__WORK INSTRUCTION__
Repeat word for word the part of the comment thread that opens with "Filp 00:14 on" and closes with "community hot takes.".

__READING TEXT__

=======

PO 22:38 on 2020-01-23 Permalink
That has always seemed like a very ritzy and pricey part of town. If that’s the reality, then I have no problem with an abundance of new pricey condos going in. There’s clearly housing demand in Montreal. Better there than in neighborhoods where such a project would encourage rents to rise (i.e. gentrification, I think).
Kate 00:03 on 2020-01-24 Permalink
Exactly. I suspect half the flats at least will be bought to rent out as Airbnbs anyway.
Filp 00:14 on 2020-01-24 Permalink
I suspect a lot of the indignation over this project is from people who don’t actually know what’s there now, or what’s next to it. I’ve seen lots of commentary from people who act like it’s a skyscraper in the heart of old Montreal. Even though the buildings on McGill street are the same height! Once it’s there, it will fit in just fine, and I suspect modern contrast will be classy between the older buildings. In small doses. I’ve read anger over the loss of the parking lot! As if an open air lot in the old city is acceptable. Glad to see cooler heads prevail on this blog, seriously. Because I was getting a headache from some of the community hot takes.

=======

Records from a collection

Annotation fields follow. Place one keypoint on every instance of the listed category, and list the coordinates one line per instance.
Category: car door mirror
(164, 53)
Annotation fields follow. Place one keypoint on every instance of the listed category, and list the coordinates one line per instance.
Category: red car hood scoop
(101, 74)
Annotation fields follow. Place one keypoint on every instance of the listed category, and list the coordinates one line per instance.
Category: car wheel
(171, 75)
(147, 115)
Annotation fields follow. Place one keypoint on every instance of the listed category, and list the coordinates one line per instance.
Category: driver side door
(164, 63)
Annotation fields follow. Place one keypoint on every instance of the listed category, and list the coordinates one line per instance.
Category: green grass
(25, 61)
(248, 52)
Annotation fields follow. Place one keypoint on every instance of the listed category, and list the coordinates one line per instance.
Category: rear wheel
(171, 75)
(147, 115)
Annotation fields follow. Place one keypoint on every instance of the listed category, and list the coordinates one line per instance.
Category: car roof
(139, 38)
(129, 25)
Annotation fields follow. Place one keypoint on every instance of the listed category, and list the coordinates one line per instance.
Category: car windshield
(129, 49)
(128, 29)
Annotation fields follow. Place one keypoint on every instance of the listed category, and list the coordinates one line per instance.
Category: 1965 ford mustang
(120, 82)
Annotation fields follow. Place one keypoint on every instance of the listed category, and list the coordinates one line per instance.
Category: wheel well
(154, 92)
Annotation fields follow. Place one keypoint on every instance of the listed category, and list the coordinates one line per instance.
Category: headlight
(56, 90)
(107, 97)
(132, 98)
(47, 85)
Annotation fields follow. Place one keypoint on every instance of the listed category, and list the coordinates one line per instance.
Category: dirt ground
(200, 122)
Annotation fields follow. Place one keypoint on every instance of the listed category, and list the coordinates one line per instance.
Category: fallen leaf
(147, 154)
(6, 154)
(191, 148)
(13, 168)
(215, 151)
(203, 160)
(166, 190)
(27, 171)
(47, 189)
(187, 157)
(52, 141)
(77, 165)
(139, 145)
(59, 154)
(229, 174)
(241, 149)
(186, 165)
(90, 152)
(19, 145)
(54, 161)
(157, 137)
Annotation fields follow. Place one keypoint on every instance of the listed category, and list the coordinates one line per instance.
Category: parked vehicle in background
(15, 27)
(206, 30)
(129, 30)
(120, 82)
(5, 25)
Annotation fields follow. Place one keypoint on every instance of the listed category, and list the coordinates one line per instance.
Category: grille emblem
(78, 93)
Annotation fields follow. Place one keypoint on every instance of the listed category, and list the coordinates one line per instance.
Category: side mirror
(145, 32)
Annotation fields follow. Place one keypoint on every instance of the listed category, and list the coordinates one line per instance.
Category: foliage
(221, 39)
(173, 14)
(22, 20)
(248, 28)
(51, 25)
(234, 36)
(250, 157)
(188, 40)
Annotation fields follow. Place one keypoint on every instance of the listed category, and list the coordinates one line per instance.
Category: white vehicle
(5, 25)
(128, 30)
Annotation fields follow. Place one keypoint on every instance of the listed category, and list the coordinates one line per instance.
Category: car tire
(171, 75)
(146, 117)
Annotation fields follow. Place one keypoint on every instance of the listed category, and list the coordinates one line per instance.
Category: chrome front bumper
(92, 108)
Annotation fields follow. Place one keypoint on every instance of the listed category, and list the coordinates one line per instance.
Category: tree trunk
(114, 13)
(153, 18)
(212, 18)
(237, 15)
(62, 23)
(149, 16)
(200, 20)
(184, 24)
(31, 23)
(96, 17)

=======

__ANSWER BOX__
Filp 00:14 on 2020-01-24 Permalink
I suspect a lot of the indignation over this project is from people who don’t actually know what’s there now, or what’s next to it. I’ve seen lots of commentary from people who act like it’s a skyscraper in the heart of old Montreal. Even though the buildings on McGill street are the same height! Once it’s there, it will fit in just fine, and I suspect modern contrast will be classy between the older buildings. In small doses. I’ve read anger over the loss of the parking lot! As if an open air lot in the old city is acceptable. Glad to see cooler heads prevail on this blog, seriously. Because I was getting a headache from some of the community hot takes.